◆ Task requirements:
Copy out the passage about the Roosevelt Island waste system word for word, from "The Contracting Team will be" to "the project co-manager.".

◆ Quoted passage:
"""

These enhancements to the existing system would produce immediate benefits on Roosevelt Island. To the extent that improved recycling and metering methods (which could also be applied to residential waste) increased waste diversion from landfilling and reduced waste generation rates (as separate pneumatic collection of recyclables and unit-waste charging systems have been shown to do elsewhere), they would also reduce waste-transport and disposal impacts in other parts of New York City, New York State, and the US.
The Contracting Team will be led by the University Transportation Research Center for US DOT Region 2, which is based at The City College. The UTRC personnel who will be managing this study have demonstrated expertise in both freight and waste-management issues and have extensive experience working with New York City agencies. The developer of the original AVAC system, Envac AB—the global leader in pneumatic waste systems, with over 600 installations worldwide—will be UTRC’s primary project partner. Architect Juliette Spertus, who has studied the AVAC system on Roosevelt Island in depth and is the creator of a highly successful exhibition and international symposium on the system, will be the project co-manager.
After collecting data on volumes and handling methods for wastes that are not currently transported by AVAC, and after soliciting the opinions of residents, building management companies, business owners, and the New York City Health and Hospital Corporation, the Contracting Team will develop detailed engineering recommendations for both near-term and long-term options for improving the operation of the AVAC system. By assessing the costs and environmental impacts of this recommended suite of improvements relative to current systems, using a software model developed by Envac, the Team will provide RIOC with a firm basis for making decisions that could significantly reduce costs, provide environmental benefits, and improve the quality of life not only on the Island but well beyond its shores.
Though the installation of an optimized AVAC-type system, depending on the circumstances, could cost upwards of several million dollars, experience with other Envac facilities in Europe and Asia shows typical payback periods of 10-20 years. A full accounting of the benefits from reduced energy usage and greenhouse and toxic emissions and other environmental externalities would reveal a significantly shorter payback.
If this feasibility study results in significant enhancements to the 40-year-old AVAC system, RI—in a now-more-environmentally-aware nation—would offer a proven model to be replicated elsewhere. A new suite of system components developed at RI could have wide applicability to other locations in NYC and NYS. In New York City alone, major development projects such as Atlantic Yards and Gowanus Green in Brooklyn, the MTA’s West Side #7 subway line extension and development of the rail yards in Manhattan (Hudson Yards), and Arverne in Queens could be prime candidates for this virtually truckless, MSW collection system. Well-suited to university and hospital campuses, industrial complexes and shopping malls, a modern AVAC system’s applicability would be self-evident statewide, even in less dense regions.

"""

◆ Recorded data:
"""

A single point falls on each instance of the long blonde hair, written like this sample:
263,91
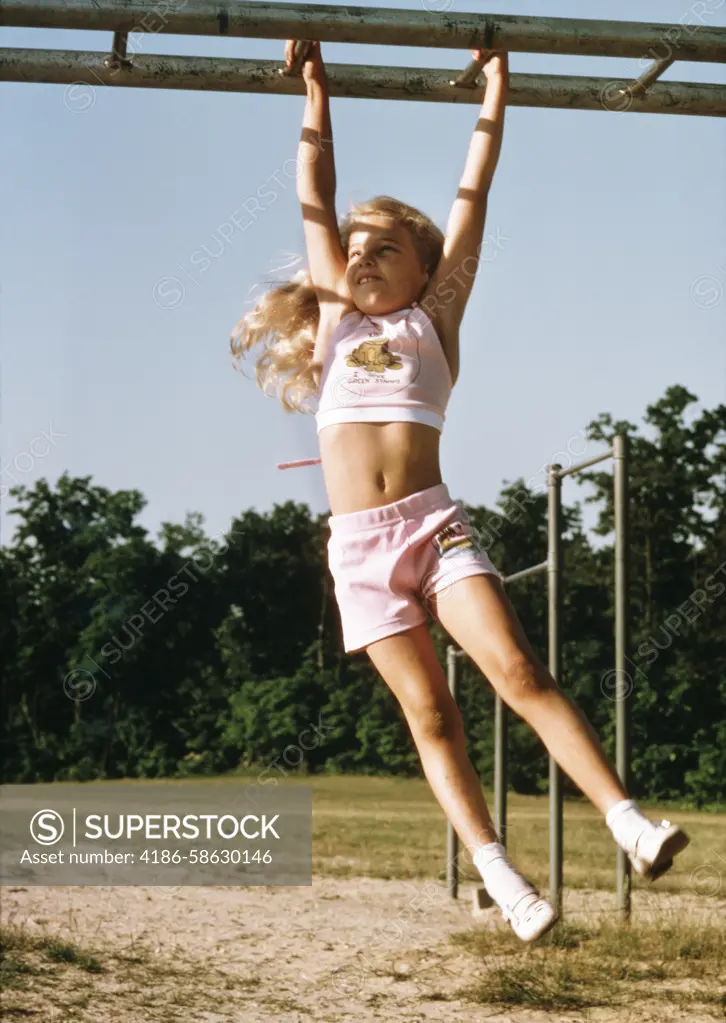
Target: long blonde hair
285,319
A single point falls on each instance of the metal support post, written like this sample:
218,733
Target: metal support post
623,681
554,591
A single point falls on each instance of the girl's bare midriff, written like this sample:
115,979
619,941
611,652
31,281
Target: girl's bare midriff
367,464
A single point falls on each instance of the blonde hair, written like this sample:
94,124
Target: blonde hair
285,319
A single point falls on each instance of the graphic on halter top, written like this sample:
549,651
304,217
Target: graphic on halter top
453,538
374,356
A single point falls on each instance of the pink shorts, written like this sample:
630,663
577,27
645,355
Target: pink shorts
386,562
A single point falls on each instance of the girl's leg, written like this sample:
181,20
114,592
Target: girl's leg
478,615
408,663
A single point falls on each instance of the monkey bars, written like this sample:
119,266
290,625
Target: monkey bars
658,45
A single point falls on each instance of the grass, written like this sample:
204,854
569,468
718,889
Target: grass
394,828
577,967
62,977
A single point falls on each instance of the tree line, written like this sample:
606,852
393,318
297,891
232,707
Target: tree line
129,657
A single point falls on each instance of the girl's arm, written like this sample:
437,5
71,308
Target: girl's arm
449,288
316,191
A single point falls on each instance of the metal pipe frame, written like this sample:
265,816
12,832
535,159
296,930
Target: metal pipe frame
379,27
553,566
554,631
420,84
583,464
623,681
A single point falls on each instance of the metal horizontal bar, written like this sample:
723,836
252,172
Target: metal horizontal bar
424,84
380,27
535,570
650,75
584,464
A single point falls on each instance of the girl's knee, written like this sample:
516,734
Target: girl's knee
526,679
437,721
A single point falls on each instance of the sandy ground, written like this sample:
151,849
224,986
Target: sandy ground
346,950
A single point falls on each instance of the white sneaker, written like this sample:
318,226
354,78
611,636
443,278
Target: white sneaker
531,916
654,848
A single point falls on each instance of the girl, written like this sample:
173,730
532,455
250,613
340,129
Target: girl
373,332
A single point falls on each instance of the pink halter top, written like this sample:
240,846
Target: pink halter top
388,368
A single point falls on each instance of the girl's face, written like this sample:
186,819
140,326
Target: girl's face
384,272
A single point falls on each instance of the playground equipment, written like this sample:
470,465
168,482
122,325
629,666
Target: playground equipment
553,566
127,20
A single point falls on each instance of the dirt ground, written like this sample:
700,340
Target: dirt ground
346,950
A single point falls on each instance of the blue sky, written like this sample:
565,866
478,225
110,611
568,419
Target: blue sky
603,282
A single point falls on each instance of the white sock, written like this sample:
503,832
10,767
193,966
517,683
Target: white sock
501,879
627,824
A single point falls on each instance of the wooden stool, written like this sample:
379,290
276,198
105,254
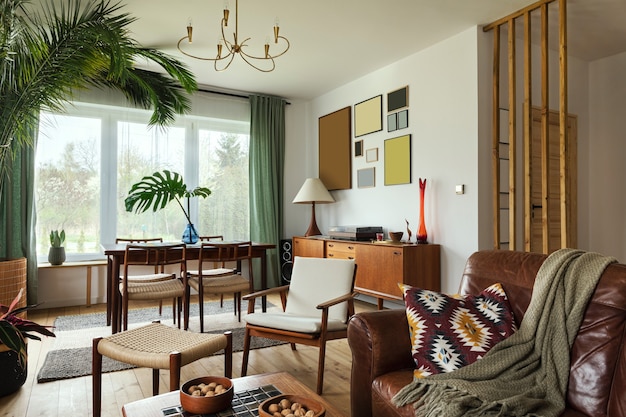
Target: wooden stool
157,346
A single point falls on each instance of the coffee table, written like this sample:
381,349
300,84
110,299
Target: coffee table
283,381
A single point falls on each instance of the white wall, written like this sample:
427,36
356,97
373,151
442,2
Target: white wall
443,117
607,157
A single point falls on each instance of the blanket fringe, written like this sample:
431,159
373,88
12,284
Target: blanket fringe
440,400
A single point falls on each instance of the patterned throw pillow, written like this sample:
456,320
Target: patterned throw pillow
451,331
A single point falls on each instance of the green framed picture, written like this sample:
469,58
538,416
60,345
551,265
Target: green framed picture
398,160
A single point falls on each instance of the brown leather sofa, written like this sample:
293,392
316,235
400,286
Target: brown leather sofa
381,349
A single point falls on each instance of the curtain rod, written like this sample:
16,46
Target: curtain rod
242,95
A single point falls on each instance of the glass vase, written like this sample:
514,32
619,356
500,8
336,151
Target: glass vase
422,235
190,235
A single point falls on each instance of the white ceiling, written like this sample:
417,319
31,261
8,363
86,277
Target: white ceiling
336,41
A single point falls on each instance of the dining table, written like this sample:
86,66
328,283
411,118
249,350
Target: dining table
115,259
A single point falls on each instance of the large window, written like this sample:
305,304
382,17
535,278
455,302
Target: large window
88,158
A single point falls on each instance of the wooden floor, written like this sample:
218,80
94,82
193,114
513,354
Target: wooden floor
72,397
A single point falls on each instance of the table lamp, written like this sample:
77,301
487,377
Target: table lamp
313,191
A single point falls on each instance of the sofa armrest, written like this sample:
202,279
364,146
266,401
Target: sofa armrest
380,343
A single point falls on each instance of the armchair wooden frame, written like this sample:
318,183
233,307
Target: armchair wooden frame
309,339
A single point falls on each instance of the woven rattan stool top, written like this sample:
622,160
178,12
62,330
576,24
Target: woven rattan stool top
150,346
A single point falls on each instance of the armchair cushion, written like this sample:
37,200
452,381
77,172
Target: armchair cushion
318,280
451,331
290,322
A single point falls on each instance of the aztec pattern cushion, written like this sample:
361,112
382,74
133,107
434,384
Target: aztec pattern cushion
450,331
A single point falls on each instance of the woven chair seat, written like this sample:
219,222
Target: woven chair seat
157,346
217,272
150,277
156,290
231,283
150,346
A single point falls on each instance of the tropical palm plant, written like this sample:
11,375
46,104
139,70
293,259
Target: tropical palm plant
15,330
50,51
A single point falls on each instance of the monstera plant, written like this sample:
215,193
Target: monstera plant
157,190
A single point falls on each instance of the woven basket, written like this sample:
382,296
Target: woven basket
12,279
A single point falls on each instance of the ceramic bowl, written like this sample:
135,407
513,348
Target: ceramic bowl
306,402
206,405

"""

◆ Written answer:
The Contracting Team will be led by the University Transportation Research Center for US DOT Region 2, which is based at The City College. The UTRC personnel who will be managing this study have demonstrated expertise in both freight and waste-management issues and have extensive experience working with New York City agencies. The developer of the original AVAC system, Envac AB—the global leader in pneumatic waste systems, with over 600 installations worldwide—will be UTRC’s primary project partner. Architect Juliette Spertus, who has studied the AVAC system on Roosevelt Island in depth and is the creator of a highly successful exhibition and international symposium on the system, will be the project co-manager.